▶ **To do**
#1 Duplicate the portion of the driver safety text that begins with the words containing "On an individual" and ends with "about their employees.".
#2 Recast the paragraph of the driver safety text beginning "Motor vehicle crashes cost employers $60 billion" as a concise bulleted list that retains its main facts.

▶ **Selected text**
=== Section Start ===
Motor vehicle crashes are a leading cause of death and injury for people everywhere, and the workplace is no exception. According to the U.S. Occupational Health & Safety Administration (OSHA) Guidelines for Employers to Reduce Motor Vehicle Crashes:

  • Every 12 minutes someone dies in a motor vehicle crash
  • Every 10 seconds an injury occurs
  • Every 5 seconds a crash occurs

Many of these incidents occur during the workday or during the commute to and from work. Employers bear the cost for injuries that occur both on and off the job. Whether you manage a fleet of vehicles, oversee a mobile sales force or simply employ commuters, by implementing a driver safety program in the workplace you can greatly reduce the risks faced by your employees and their families while protecting your company’s bottom line.

The document referenced above, a joint effort by NETS, NHTSA and OSHA to reduce motor vehicle-related deaths and injuries in the nation’s workforce, is filled with excellent information to help business leaders reduce workplace vehicle incidents. The document outlines setting up a safe driving program for employees, calculating costs of motor vehicle crashes, success stories, aggressive driving and a 10-step program to minimize crash risk.

Motor vehicle crashes cost employers $60 billion annually in medical care, legal expenses, property damage, and lost productivity. They drive up the cost of benefits such as workers’ compensation, Social Security, and private health and disability insurance. In addition, they increase the company overhead involved in administering these programs.

On an individual basis, the average crash costs an employer $16,500. When a worker has an on-the-job crash that results in an injury, the cost to their employer is $74,000. Costs can exceed $500,000 when a fatality is involved. Off-the-job crashes are costly to employers as well.1

At the end of the day, employees are an employer’s most valuable assets. Workplace driver safety programs and policies, as well as educational efforts to increase driving safety on the job and off, not only make good business sense but are also a good employee relations tool, demonstrating that employers care about their employees.
=== Section End ===
[Point-per-instance localization data]
=== Section Start ===
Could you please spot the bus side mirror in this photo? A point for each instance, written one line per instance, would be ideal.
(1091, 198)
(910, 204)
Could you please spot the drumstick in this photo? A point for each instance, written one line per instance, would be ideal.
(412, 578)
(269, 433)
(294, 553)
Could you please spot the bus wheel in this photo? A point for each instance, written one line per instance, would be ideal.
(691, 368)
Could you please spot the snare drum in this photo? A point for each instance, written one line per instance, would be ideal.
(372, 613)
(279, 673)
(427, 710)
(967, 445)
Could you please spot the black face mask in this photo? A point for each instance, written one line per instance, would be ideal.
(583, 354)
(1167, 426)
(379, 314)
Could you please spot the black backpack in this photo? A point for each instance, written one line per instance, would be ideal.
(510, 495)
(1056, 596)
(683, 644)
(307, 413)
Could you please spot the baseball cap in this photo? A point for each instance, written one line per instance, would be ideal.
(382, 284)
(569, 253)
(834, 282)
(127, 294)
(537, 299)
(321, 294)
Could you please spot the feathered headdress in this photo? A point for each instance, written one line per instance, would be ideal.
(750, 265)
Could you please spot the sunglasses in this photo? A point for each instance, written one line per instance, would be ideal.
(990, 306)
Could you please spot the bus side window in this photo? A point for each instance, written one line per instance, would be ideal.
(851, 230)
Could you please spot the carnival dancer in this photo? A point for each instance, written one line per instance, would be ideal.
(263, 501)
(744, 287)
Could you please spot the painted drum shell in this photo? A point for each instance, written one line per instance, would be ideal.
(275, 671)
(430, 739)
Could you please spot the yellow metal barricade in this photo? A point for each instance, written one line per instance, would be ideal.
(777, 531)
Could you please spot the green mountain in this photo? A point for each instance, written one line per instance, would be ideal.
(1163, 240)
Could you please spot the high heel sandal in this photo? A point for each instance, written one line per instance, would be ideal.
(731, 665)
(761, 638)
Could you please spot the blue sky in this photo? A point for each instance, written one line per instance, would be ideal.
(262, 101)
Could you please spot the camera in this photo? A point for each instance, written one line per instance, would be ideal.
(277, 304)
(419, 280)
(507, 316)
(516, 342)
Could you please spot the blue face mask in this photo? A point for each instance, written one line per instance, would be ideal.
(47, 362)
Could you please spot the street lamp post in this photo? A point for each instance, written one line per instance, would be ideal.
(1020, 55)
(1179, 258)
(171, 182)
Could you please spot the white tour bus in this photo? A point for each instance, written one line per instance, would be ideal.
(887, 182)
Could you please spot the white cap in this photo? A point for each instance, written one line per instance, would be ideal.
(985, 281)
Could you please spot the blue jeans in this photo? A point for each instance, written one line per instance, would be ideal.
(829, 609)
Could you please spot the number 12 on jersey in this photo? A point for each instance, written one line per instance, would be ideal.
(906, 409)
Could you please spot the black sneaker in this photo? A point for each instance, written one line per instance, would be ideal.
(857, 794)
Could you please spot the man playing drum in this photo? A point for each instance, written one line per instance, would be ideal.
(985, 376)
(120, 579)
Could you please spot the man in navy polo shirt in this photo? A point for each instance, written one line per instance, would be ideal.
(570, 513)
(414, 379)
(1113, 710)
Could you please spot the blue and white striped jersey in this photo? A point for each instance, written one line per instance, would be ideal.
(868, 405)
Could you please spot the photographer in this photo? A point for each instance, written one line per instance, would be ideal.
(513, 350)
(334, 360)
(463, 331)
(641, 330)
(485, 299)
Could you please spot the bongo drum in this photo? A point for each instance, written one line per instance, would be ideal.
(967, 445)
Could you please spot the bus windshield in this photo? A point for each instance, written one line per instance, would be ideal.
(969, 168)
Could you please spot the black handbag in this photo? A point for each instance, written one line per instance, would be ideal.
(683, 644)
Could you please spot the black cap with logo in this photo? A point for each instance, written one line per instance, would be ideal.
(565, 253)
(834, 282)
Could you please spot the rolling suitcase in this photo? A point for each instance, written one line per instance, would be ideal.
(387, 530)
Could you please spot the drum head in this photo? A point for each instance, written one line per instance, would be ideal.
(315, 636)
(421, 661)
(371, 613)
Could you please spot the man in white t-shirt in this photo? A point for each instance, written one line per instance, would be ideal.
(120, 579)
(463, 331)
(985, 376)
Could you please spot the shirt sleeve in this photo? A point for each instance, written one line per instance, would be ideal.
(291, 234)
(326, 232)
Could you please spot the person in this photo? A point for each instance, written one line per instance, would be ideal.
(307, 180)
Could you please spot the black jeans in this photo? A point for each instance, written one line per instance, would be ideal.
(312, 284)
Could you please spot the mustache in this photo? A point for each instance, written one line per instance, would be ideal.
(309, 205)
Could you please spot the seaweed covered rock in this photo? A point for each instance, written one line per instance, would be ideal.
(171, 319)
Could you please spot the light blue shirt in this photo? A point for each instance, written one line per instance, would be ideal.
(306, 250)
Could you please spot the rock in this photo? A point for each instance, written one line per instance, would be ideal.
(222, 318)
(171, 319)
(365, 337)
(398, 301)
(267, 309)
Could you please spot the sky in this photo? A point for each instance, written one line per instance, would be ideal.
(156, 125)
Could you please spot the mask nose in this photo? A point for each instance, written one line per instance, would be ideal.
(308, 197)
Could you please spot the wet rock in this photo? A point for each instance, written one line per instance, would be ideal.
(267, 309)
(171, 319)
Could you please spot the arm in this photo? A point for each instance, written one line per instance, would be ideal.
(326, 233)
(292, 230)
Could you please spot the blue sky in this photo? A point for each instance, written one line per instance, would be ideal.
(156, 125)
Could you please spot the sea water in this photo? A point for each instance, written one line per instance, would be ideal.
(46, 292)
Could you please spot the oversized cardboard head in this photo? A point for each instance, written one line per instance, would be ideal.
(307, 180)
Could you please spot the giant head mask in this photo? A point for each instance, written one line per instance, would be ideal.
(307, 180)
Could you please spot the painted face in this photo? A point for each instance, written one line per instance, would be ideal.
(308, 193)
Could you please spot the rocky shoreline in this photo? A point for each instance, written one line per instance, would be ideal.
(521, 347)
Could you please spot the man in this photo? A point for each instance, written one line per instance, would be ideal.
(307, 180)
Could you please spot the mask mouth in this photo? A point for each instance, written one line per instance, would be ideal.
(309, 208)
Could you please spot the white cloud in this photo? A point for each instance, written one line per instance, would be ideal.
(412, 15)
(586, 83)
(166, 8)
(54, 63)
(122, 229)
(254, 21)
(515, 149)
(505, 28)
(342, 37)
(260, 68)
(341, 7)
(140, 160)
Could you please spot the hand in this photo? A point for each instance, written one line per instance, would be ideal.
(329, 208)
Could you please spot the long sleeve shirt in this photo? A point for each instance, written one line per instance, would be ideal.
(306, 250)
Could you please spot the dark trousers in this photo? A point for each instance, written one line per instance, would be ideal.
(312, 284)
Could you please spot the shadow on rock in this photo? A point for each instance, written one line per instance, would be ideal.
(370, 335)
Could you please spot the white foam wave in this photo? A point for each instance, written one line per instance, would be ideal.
=== Section End ===
▶ **Results by task**
#1
On an individual basis, the average crash costs an employer $16,500. When a worker has an on-the-job crash that results in an injury, the cost to their employer is $74,000. Costs can exceed $500,000 when a fatality is involved. Off-the-job crashes are costly to employers as well.1

At the end of the day, employees are an employer’s most valuable assets. Workplace driver safety programs and policies, as well as educational efforts to increase driving safety on the job and off, not only make good business sense but are also a good employee relations tool, demonstrating that employers care about their employees.

#2
- Motor vehicle crashes cost employers $60 billion each year in medical care, legal expenses, property damage, and lost productivity.
- They raise the cost of benefits such as workers' compensation, Social Security, and private health and disability insurance.
- They increase the company overhead of administering these programs.